SELECTED EXTRACT:
......
Photograph: @Juansharks/Juan Oliphant/AFP/Getty Images
By Laura Perry
Images of Deep Blue – the largest great white shark in the world – took the internet by storm in January. But is touching a 6-metre apex predator ever a good idea? And what is being done to help protect these real-life sea monsters?
The film ‘Deep Blue Sea’ turns 19 this year, but Deep Blue – the largest known great white shark in the world – is pushing 50. Some extraordinary images of a mammoth great white suspected to be Deep Blue went viral in January, when the 6-metre predator provoked a media response typical of our love-hate relationship with sharks. In a collection of pictures and video shot in Hawai’i by Juan Oliphant, we see a free-diver swimming alongside – and touching – the huge great white.
While the public responded with both awe and horror, the scientific community was also divided: should divers ever be touching sharks, even to raise awareness? Many marine biologists disapproved, with the founding director of the Marine Conservation Science Institute, Michael Domeier, tweeting ‘the number 1 rule of shark diving […] is DON’T TOUCH THE SHARKS!’. Others argued that negative public perception is actively killing sharks, and highly experienced shark divers like Oliphant act as ambassadors for their conservation.
......
WHAT THIS TASK INVOLVES:
Could you retype the whole article on Deep Blue, the great white shark, word for word, from the photo credit line to its final sentence?
......
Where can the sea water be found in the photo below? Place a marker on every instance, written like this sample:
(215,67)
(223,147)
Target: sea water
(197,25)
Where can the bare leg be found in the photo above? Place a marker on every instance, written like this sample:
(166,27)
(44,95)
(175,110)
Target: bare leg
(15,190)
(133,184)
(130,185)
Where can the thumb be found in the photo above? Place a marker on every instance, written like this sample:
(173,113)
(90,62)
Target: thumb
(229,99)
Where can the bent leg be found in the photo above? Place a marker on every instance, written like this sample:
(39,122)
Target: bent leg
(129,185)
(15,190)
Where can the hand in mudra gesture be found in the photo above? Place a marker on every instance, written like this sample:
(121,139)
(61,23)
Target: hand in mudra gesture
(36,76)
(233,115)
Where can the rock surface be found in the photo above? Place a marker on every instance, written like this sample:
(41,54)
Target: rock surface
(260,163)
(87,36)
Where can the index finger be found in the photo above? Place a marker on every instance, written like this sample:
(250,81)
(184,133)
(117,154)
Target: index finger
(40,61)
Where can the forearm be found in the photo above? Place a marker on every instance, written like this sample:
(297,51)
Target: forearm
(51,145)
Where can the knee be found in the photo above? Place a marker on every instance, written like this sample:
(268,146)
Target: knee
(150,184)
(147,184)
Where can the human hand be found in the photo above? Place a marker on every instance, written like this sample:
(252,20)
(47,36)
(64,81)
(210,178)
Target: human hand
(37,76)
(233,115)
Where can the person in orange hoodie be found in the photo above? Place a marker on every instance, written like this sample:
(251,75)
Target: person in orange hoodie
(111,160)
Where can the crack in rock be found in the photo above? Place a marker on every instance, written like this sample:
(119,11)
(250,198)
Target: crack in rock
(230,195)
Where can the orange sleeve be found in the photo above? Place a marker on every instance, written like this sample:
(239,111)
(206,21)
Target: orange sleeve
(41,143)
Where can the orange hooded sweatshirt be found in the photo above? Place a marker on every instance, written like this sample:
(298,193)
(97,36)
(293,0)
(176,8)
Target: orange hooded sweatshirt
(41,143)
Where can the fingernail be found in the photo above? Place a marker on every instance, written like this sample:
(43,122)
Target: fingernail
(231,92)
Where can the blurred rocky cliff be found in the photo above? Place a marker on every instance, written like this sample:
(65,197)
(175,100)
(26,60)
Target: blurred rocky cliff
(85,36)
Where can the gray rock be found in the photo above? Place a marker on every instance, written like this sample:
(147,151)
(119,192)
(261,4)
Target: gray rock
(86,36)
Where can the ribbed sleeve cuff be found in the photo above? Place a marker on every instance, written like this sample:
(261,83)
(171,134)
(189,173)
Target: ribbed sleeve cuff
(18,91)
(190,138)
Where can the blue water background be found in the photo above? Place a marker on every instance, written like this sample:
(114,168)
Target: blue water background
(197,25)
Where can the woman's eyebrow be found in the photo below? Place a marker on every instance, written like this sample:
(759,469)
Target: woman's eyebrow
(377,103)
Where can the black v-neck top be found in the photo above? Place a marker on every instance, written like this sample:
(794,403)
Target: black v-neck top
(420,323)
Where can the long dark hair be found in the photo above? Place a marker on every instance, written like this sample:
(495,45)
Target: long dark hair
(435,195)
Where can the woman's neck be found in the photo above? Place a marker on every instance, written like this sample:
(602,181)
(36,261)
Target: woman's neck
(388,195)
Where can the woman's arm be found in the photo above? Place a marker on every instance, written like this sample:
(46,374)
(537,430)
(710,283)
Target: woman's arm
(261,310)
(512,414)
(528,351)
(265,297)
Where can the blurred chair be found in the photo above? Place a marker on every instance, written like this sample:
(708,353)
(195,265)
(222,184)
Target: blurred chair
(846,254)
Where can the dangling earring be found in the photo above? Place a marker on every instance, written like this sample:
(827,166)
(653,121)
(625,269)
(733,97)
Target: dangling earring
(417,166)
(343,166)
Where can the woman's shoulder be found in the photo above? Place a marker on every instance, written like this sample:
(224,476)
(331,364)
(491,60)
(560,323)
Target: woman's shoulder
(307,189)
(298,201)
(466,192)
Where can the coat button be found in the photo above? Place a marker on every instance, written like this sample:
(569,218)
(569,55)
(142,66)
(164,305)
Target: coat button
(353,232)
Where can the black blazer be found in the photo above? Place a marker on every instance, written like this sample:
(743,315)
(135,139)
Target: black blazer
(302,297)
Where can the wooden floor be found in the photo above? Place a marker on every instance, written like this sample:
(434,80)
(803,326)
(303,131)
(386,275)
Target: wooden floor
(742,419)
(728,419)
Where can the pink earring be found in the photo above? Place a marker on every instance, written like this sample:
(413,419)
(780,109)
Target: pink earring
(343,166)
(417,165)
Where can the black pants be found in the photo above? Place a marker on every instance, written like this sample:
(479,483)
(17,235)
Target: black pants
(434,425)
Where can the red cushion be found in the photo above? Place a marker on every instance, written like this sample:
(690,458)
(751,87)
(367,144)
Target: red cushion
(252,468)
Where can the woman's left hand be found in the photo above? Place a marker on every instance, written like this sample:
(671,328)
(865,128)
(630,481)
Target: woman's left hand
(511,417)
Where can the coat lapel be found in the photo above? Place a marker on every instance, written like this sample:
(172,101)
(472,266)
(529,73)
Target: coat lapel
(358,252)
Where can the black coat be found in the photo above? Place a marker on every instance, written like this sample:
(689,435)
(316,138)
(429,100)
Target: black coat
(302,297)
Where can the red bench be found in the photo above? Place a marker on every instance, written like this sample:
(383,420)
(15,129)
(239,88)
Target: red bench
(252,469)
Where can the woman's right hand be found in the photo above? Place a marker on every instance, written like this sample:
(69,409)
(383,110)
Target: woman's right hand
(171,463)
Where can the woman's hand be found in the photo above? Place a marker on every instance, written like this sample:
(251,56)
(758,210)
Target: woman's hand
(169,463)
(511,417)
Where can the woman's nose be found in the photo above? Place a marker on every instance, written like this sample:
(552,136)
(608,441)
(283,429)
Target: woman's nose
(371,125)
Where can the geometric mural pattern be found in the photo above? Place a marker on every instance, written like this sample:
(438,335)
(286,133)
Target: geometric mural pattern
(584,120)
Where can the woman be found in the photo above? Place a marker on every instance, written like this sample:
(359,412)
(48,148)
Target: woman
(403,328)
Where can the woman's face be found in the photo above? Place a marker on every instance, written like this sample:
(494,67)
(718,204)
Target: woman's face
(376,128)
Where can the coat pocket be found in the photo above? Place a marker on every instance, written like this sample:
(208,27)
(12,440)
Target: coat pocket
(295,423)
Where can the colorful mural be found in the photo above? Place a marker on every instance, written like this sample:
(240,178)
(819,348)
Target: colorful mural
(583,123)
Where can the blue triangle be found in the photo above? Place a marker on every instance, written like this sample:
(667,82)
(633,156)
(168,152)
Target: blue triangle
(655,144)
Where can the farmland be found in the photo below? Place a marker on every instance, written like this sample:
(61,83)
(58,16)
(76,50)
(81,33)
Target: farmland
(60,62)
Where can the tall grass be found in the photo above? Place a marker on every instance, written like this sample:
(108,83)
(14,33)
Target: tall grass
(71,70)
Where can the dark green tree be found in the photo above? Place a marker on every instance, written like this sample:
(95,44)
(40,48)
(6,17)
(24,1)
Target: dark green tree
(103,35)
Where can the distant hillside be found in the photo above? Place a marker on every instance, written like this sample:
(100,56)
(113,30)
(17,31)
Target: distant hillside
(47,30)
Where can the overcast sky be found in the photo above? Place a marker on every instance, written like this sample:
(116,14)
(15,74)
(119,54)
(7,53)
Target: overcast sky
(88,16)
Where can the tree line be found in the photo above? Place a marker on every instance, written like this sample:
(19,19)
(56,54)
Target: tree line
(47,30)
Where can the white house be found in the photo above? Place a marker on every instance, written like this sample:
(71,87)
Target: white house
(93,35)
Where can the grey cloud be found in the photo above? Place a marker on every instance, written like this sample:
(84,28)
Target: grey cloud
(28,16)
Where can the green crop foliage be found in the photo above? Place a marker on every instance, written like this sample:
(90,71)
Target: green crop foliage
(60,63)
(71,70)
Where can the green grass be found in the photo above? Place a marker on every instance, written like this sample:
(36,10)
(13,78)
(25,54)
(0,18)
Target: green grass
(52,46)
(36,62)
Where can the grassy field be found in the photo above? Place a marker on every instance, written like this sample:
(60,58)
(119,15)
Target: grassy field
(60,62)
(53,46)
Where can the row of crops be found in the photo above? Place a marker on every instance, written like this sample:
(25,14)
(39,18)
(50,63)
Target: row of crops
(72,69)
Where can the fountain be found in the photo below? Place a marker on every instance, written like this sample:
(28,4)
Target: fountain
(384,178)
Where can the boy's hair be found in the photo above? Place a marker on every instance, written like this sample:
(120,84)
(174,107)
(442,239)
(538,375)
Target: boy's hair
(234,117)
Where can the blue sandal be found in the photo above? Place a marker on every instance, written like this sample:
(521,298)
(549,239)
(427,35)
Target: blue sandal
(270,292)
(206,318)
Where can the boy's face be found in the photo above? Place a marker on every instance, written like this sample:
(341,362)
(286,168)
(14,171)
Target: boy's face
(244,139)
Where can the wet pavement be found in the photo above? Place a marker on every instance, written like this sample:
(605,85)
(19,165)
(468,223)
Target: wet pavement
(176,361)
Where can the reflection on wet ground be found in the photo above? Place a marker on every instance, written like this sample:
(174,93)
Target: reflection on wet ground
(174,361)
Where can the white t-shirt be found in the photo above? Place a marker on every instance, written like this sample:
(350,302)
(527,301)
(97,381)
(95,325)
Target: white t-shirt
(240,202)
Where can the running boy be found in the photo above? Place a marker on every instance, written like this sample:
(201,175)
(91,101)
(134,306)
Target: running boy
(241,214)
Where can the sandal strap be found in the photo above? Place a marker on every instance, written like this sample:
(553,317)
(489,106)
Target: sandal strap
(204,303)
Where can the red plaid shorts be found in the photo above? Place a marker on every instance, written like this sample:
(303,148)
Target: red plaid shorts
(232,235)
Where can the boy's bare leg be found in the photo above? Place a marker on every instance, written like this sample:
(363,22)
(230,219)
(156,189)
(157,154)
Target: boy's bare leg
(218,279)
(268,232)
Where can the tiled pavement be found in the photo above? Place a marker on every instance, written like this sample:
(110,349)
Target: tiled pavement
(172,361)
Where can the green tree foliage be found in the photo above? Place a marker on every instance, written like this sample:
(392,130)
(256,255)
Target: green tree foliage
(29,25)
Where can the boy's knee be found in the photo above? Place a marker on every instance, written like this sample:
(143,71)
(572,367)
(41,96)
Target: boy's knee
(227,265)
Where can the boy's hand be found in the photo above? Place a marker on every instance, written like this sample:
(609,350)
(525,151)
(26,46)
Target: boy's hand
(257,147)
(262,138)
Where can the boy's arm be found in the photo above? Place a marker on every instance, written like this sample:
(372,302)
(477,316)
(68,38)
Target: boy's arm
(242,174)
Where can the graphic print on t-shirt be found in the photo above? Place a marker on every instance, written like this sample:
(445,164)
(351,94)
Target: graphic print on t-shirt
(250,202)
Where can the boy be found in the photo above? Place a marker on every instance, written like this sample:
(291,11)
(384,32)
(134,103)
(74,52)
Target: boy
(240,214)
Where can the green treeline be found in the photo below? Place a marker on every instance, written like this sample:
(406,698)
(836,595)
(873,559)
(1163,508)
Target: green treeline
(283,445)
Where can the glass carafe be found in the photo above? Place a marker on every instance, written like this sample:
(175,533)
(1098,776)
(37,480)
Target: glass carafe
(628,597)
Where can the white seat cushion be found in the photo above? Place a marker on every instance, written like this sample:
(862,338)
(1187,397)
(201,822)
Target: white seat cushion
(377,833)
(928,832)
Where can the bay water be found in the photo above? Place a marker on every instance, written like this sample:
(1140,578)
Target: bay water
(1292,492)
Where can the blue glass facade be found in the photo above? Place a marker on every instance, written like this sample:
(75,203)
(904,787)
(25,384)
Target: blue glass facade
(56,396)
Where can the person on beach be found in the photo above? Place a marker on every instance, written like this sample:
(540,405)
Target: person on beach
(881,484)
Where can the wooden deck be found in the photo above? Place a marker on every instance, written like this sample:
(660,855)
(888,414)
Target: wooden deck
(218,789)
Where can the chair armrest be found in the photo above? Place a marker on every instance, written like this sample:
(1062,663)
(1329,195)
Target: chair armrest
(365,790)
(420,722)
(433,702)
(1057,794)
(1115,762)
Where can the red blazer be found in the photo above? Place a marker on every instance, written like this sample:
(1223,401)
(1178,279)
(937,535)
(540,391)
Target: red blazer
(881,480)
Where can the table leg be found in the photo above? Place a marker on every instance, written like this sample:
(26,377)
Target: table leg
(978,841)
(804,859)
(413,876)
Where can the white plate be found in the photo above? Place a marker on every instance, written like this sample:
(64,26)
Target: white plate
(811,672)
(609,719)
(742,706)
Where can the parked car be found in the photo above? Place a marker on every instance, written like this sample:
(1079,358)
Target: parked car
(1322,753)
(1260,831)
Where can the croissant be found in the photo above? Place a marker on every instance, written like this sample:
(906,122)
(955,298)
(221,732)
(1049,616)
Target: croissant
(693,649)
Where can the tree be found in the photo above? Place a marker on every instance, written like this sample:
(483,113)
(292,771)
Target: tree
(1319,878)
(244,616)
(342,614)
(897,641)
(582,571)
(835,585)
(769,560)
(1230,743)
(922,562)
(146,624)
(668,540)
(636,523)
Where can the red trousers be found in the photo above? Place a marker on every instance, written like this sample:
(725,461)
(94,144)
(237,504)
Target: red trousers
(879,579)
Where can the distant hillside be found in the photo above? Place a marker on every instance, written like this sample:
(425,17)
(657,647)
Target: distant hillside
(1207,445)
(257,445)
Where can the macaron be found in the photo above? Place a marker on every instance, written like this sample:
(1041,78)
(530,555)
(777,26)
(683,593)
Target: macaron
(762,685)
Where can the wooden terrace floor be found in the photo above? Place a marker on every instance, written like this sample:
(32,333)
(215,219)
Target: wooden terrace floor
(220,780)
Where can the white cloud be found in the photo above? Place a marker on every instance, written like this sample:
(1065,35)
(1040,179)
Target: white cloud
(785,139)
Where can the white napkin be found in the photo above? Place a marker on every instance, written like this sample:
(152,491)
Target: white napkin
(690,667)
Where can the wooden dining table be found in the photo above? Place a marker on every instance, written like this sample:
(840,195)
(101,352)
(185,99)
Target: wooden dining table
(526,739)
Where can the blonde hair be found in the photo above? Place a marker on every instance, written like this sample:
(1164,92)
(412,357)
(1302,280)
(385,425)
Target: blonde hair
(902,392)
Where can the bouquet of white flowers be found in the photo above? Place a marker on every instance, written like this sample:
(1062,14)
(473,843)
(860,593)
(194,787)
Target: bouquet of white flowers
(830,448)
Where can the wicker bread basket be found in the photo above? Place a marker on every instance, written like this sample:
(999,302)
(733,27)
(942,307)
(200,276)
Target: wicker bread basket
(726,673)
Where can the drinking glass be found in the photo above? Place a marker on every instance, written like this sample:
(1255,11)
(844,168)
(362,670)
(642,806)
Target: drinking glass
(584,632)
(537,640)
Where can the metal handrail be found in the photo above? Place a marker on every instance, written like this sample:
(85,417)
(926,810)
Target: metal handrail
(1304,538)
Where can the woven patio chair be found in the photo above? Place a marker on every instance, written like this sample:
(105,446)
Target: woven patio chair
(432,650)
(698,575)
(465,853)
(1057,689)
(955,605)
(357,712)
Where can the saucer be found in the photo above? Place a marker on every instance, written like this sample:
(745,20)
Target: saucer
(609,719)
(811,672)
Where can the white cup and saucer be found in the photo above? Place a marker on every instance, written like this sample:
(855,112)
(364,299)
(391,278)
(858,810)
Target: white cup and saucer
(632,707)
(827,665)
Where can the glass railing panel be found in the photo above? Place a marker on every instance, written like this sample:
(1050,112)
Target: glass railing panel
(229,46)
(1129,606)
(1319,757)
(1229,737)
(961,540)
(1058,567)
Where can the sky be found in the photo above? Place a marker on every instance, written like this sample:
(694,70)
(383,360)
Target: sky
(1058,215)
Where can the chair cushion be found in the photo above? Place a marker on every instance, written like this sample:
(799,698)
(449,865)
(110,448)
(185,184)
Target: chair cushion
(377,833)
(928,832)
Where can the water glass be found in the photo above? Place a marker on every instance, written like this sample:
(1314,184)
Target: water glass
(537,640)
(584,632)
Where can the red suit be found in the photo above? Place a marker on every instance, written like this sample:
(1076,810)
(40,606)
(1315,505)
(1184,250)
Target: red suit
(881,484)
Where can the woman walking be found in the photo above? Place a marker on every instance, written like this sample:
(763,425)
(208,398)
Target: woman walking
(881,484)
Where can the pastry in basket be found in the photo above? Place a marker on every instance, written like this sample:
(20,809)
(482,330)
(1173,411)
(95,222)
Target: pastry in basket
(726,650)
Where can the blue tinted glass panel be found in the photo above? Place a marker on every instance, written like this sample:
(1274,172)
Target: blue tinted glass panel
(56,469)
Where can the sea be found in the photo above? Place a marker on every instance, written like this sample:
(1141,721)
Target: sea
......
ANSWER TO THIS EXERCISE:
Photograph: @Juansharks/Juan Oliphant/AFP/Getty Images
By Laura Perry
Images of Deep Blue – the largest great white shark in the world – took the internet by storm in January. But is touching a 6-metre apex predator ever a good idea? And what is being done to help protect these real-life sea monsters?
The film ‘Deep Blue Sea’ turns 19 this year, but Deep Blue – the largest known great white shark in the world – is pushing 50. Some extraordinary images of a mammoth great white suspected to be Deep Blue went viral in January, when the 6-metre predator provoked a media response typical of our love-hate relationship with sharks. In a collection of pictures and video shot in Hawai’i by Juan Oliphant, we see a free-diver swimming alongside – and touching – the huge great white.
While the public responded with both awe and horror, the scientific community was also divided: should divers ever be touching sharks, even to raise awareness? Many marine biologists disapproved, with the founding director of the Marine Conservation Science Institute, Michael Domeier, tweeting ‘the number 1 rule of shark diving […] is DON’T TOUCH THE SHARKS!’. Others argued that negative public perception is actively killing sharks, and highly experienced shark divers like Oliphant act as ambassadors for their conservation.